Below are records to be repeated exactly. Leave their pictures behind.

*** Begin section ***

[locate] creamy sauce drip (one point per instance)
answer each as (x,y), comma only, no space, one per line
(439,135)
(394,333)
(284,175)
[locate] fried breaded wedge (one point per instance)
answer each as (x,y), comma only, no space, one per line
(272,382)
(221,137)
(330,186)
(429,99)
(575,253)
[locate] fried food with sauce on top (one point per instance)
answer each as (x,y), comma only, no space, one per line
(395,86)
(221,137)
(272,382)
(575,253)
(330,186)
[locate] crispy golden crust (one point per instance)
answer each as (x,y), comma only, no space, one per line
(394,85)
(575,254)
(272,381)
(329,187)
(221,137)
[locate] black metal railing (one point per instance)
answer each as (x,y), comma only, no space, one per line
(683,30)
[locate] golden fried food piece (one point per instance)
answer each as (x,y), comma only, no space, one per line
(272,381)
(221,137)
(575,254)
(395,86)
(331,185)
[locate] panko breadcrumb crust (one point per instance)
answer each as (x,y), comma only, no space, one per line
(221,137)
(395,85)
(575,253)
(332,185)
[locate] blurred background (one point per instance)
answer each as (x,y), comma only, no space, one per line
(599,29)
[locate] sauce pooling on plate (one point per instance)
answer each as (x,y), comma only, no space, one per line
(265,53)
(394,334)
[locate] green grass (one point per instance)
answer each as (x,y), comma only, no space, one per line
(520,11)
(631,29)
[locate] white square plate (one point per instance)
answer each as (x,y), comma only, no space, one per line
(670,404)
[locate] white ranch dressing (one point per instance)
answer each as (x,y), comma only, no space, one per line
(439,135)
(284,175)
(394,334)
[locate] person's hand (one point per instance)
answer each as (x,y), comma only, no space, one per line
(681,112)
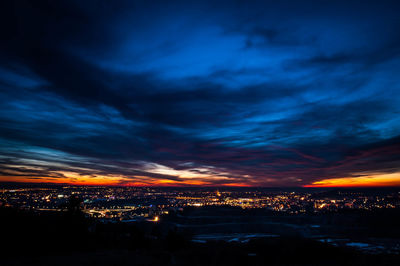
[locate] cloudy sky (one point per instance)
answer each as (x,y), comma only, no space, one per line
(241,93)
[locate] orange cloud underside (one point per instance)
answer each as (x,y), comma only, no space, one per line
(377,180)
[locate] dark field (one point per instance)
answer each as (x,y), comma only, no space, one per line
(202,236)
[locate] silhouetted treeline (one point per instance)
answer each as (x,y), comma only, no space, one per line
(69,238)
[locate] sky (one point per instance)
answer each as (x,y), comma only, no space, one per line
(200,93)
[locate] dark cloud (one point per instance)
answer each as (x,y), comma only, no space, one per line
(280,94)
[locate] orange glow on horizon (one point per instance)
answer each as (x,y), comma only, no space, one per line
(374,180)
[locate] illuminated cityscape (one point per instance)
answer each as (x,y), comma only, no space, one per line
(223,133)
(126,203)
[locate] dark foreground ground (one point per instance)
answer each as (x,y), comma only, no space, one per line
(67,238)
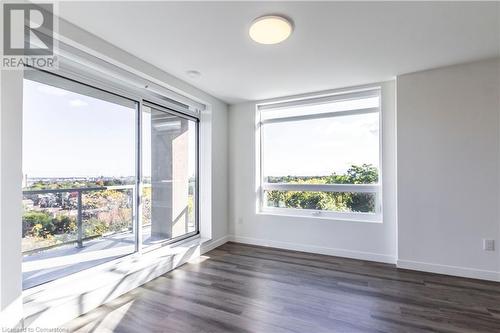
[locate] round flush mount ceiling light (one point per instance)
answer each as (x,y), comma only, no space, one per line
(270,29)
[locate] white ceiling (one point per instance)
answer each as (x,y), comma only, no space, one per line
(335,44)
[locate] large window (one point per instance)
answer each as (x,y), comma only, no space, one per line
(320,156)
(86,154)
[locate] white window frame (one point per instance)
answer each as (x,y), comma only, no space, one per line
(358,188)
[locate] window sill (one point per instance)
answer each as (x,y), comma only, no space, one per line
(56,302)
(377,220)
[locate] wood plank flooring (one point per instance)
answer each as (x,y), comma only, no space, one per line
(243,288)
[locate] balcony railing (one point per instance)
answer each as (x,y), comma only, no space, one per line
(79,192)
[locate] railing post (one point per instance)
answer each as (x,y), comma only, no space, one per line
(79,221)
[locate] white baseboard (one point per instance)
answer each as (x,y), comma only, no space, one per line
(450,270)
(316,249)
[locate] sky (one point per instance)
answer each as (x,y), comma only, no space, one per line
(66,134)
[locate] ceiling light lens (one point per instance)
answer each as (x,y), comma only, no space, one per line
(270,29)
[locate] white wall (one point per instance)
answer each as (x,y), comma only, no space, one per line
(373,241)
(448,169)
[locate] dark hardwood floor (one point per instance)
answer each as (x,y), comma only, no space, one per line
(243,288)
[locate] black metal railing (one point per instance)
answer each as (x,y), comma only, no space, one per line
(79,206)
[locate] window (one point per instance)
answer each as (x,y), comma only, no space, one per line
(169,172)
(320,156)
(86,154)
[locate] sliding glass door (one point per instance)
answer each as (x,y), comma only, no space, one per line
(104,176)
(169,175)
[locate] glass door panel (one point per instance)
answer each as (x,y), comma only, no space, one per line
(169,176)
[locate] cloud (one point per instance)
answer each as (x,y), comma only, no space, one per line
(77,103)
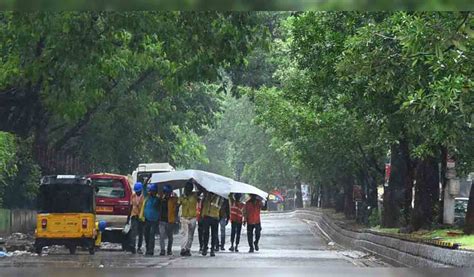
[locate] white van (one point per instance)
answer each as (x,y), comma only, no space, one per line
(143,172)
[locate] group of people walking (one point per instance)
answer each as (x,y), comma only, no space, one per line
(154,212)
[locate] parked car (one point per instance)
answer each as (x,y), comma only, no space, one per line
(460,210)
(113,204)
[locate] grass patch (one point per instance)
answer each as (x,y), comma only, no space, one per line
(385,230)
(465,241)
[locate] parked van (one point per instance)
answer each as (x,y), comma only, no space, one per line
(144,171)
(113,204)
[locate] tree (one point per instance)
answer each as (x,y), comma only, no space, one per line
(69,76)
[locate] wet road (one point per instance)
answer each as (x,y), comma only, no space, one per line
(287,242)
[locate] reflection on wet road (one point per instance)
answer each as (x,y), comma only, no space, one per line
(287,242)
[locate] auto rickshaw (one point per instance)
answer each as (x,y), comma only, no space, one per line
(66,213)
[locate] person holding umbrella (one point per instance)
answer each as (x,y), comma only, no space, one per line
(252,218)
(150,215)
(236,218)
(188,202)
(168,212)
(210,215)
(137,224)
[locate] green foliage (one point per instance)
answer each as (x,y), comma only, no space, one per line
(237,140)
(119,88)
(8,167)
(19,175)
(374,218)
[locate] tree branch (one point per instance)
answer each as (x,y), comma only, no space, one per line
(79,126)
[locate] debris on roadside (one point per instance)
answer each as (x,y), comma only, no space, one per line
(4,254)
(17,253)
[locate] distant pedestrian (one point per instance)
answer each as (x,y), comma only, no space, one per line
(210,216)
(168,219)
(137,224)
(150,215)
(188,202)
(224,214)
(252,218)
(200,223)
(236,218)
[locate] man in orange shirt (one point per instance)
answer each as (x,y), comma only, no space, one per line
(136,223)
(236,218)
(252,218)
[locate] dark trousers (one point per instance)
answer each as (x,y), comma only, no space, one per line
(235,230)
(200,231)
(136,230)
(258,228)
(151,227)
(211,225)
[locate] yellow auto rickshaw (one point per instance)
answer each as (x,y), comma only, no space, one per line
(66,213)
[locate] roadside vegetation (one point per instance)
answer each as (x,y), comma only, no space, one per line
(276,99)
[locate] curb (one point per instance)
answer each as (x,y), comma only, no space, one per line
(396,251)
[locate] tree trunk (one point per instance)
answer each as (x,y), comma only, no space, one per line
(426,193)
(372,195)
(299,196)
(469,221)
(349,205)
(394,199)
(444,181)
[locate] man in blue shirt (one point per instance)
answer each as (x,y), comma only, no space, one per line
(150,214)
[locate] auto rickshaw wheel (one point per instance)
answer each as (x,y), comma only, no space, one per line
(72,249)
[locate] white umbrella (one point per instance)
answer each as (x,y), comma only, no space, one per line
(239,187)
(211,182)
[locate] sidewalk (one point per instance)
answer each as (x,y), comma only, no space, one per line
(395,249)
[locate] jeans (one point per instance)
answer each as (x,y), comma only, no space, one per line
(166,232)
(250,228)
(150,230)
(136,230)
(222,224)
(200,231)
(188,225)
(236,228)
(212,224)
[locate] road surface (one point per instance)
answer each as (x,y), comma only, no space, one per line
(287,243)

*** End section ***

[Written reply]
[locate] creamy sauce drip (one point per instance)
answer each as (x,y), comma only, no space, one per line
(439,135)
(394,333)
(284,175)
[locate] fried breaded wedge (one point per instance)
answer each as (x,y), comma only, no space, one per line
(272,382)
(221,137)
(330,186)
(429,99)
(575,253)
[locate] fried food with sauce on top (one point per instance)
answer each as (x,y), comma only, no space, one per line
(395,86)
(221,137)
(272,382)
(575,253)
(330,186)
[locate] crispy golden crust (one point per instance)
answer each as (x,y), comma only, no space, one per line
(394,85)
(575,254)
(272,381)
(329,187)
(221,137)
[locate] black metal railing (one point per instance)
answer each as (x,y), comma only, no space, one per line
(683,30)
[locate] golden fried food piece (one point per instance)
answer each as (x,y), comma only, no space, one per line
(272,381)
(221,137)
(575,254)
(395,86)
(331,185)
[locate] panko breadcrumb crust (one point per instance)
answer each as (x,y), comma only, no space, one per line
(221,137)
(395,85)
(575,253)
(332,185)
[locate] blurred background (one point per instance)
answer each as (x,y), comma only, no space, one per line
(599,29)
[locate] sauce pooling on plate (one point per instance)
answer each as (x,y), comma only, no space, one per line
(265,53)
(394,334)
[locate] green grass (one point per instance)
answer each as (x,y), comma only, no space, one per line
(520,11)
(631,29)
[locate] white square plate (one point per instance)
answer each as (x,y), comma only, no space, one per line
(670,404)
[locate] white ranch dressing (one point per instance)
answer each as (x,y), comma only, no space, one per line
(439,135)
(284,175)
(394,334)
[locate] person's hand (one point per instance)
answer each as (x,y), comma only, no space, one per line
(681,112)
[locate] cloudy sky (one point per instance)
answer each as (x,y), comma only, no space, one per line
(241,93)
[locate] orange cloud underside (one point per instance)
answer each as (x,y), comma only, no space, one per line
(377,180)
[locate] dark field (one point per instance)
answer each as (x,y), comma only, no space, one per line
(202,236)
[locate] silhouetted treeline (one point per instance)
answer each as (x,y), comma only, no space, one per line
(69,238)
[locate] sky (one point per instance)
answer each as (x,y), comma only, no space, one per line
(200,93)
[locate] dark cloud (one point per instance)
answer each as (x,y), comma only, no space, one per line
(280,94)
[locate] orange glow on horizon (one point per instance)
answer each as (x,y), comma only, no space, one per line
(374,180)
[locate] illuminated cityscape (one point per instance)
answer each as (x,y), comma only, no space, one per line
(223,133)
(126,203)
[locate] dark foreground ground (one point per instance)
answer each as (x,y), comma only, no space, one per line
(67,238)
[locate] round flush mount ceiling light (one point per instance)
answer each as (x,y), comma only, no space, one per line
(270,29)
[locate] white ceiling (one point per instance)
answer each as (x,y), comma only, no space, one per line
(335,44)
[locate] large window (one point per instance)
answer each as (x,y), comma only, no space, one per line
(320,156)
(86,154)
[locate] white window frame (one point per instance)
answer each as (x,y), comma only, no space, one per line
(358,188)
[locate] window sill (one point per instance)
answer each as (x,y), comma only, no space, one per line
(56,302)
(377,220)
[locate] wood plank flooring (one point per instance)
answer each as (x,y), comma only, no space, one per line
(243,288)
[locate] balcony railing (one point per instance)
answer each as (x,y), comma only, no space, one per line
(79,192)
[locate] railing post (one point per instance)
answer each as (x,y), comma only, no space, one per line
(79,221)
[locate] white baseboard (one point per instance)
answer each as (x,y), comma only, no space, one per line
(450,270)
(316,249)
[locate] sky (one point per instance)
answer each as (x,y), comma only, no space, one per line
(66,134)
[locate] ceiling light lens (one point per instance)
answer each as (x,y), comma only, no space, one per line
(270,29)
[locate] white wall (one point per instance)
answer each as (x,y), comma only, no space, one per line
(373,241)
(448,169)
[locate] dark hardwood floor (one point per instance)
answer each as (x,y), comma only, no space, one per line
(243,288)
[locate] black metal railing (one point per instance)
answer each as (x,y), comma only, no space, one per line
(79,206)
[locate] window (one point per instance)
answer each as (x,y), comma only, no space, one per line
(169,172)
(320,156)
(86,154)
[locate] sliding glass door (one point per instance)
answer each as (x,y), comma only, no space, one per line
(104,176)
(169,175)
[locate] glass door panel (one point per instance)
answer each as (x,y), comma only, no space, one per line
(169,176)
[locate] cloud (one point per instance)
answer each as (x,y), comma only, no space, one per line
(77,103)
[locate] white van (one point per instance)
answer each as (x,y), comma only, no space, one per line
(143,172)
[locate] group of people walking (one point per instance)
answer each as (x,y), comma only, no space, one per line
(154,212)
[locate] parked car (one point per instance)
answer each as (x,y), comma only, no space, one per line
(460,210)
(113,204)
[locate] grass patch (one point per instance)
answer each as (x,y), comma only, no space, one per line
(385,230)
(465,241)
[locate] parked van (one point per instance)
answer each as (x,y), comma only, no space, one per line
(144,171)
(113,204)
[locate] tree (one point per instance)
answer each as (x,y), comma only, no space, one per line
(69,76)
[locate] wet road (one point per instance)
answer each as (x,y), comma only, no space, one per line
(287,242)
[locate] reflection on wet road (one point per instance)
answer each as (x,y), comma only, no space, one per line
(287,242)
[locate] auto rickshaw (one point per instance)
answer each as (x,y), comma only, no space, one per line
(66,213)
[locate] person holding umbrella (one point per instance)
answer each as (x,y), comma only, no space, one per line
(252,218)
(150,215)
(236,218)
(188,202)
(168,212)
(210,215)
(137,224)
[locate] green foliage (one point per instance)
answer each as (x,y), comma only, no space, one per line
(237,140)
(119,88)
(8,167)
(19,175)
(374,218)
[locate] tree branch (one point per instance)
answer each as (x,y), comma only, no space, one per line
(79,126)
[locate] debris on roadside (one point per instance)
answer each as (x,y), comma only, no space, one per line
(4,254)
(17,253)
[locate] distant pedestrian (one point per instance)
answer each as (x,y), comma only, no space, one per line
(210,216)
(168,219)
(137,224)
(150,215)
(188,202)
(224,214)
(252,218)
(200,223)
(236,218)
[locate] man in orange shirt (one point per instance)
answer each as (x,y), comma only, no space, one per line
(136,223)
(236,218)
(252,218)
[locate] dark trousers (one point per instance)
answer each as (x,y), comma only, no space, one per line
(235,230)
(200,231)
(136,230)
(258,228)
(151,227)
(211,225)
[locate] yellow auto rickshaw (one point per instance)
answer each as (x,y), comma only, no space, one per line
(66,213)
[locate] roadside vegetation (one point per instance)
answer each as (x,y), comma only, no space, one per line
(276,99)
[locate] curb (one point per instance)
answer each as (x,y), comma only, no space, one per line
(396,251)
[locate] tree trunk (one point per instance)
answer each as (x,y), comma only, no space, one per line
(426,193)
(372,195)
(299,196)
(469,221)
(349,205)
(394,199)
(444,181)
[locate] man in blue shirt (one point per instance)
answer each as (x,y), comma only, no space, one per line
(150,214)
[locate] auto rickshaw wheel (one point per instance)
answer each as (x,y), comma only, no space, one per line
(72,249)
[locate] white umbrella (one point per instance)
answer each as (x,y), comma only, no space, one per line
(239,187)
(211,182)
[locate] sidewalk (one point per instance)
answer each as (x,y), comma only, no space, one per line
(395,249)
[locate] jeans (one point per instance)
answer each as (x,y), comma only, no space, one per line
(166,232)
(250,228)
(150,230)
(136,230)
(222,224)
(200,231)
(188,225)
(236,228)
(212,224)
[locate] road surface (one point per instance)
answer each as (x,y), comma only, no space, one per line
(287,243)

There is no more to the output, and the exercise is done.